Task to complete
Identify every line in the data below that contains the word "tree", and copy each of those lines. The match is case-sensitive.

Stored rows
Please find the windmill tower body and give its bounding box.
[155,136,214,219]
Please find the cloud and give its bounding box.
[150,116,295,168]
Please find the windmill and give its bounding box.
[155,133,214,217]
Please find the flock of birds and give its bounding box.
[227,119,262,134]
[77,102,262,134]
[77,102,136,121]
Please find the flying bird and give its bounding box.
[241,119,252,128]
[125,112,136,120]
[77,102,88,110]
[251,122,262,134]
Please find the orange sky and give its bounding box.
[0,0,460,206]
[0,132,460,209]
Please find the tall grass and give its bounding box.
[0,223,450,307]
...
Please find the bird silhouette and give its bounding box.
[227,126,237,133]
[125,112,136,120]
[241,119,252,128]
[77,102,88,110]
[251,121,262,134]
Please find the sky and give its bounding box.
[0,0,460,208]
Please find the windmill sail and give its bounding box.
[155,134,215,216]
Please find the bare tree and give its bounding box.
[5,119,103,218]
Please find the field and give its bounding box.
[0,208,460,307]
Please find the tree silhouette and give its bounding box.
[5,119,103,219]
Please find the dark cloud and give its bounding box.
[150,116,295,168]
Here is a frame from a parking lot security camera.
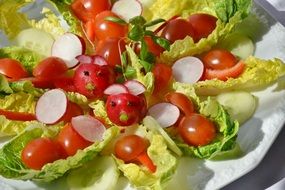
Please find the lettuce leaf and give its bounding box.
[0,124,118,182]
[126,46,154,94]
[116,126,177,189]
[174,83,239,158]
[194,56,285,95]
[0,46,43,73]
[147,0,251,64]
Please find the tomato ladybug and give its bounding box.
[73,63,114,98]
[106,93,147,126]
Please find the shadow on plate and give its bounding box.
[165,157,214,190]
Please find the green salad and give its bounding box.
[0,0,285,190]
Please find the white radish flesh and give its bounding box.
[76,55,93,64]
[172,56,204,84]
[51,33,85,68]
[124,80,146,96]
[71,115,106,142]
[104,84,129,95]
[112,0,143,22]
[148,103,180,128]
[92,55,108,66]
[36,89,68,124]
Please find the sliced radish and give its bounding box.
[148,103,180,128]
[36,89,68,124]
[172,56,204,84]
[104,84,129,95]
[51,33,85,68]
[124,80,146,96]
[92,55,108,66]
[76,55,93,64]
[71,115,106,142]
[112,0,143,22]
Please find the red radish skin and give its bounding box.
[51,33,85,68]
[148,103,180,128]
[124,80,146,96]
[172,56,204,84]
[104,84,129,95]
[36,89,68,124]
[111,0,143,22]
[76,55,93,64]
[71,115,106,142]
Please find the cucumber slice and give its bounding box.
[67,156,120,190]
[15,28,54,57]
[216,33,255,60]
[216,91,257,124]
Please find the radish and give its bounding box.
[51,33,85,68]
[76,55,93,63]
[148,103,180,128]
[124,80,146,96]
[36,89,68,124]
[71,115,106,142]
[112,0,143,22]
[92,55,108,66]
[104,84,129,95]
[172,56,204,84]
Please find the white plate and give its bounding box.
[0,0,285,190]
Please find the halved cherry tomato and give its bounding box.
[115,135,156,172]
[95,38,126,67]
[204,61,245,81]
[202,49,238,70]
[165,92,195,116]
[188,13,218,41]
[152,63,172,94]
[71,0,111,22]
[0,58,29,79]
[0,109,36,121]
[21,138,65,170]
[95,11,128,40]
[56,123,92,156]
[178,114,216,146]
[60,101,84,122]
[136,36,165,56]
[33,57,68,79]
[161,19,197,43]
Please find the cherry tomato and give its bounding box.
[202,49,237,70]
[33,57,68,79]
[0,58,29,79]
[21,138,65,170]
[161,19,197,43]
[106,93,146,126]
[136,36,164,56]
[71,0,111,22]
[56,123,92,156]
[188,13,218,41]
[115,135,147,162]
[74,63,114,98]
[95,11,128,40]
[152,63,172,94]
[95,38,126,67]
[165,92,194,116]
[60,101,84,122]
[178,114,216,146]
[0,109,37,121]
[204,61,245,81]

Result
Please find the bare tree and give its bounding box.
Please find the tree silhouette and give its bounding box.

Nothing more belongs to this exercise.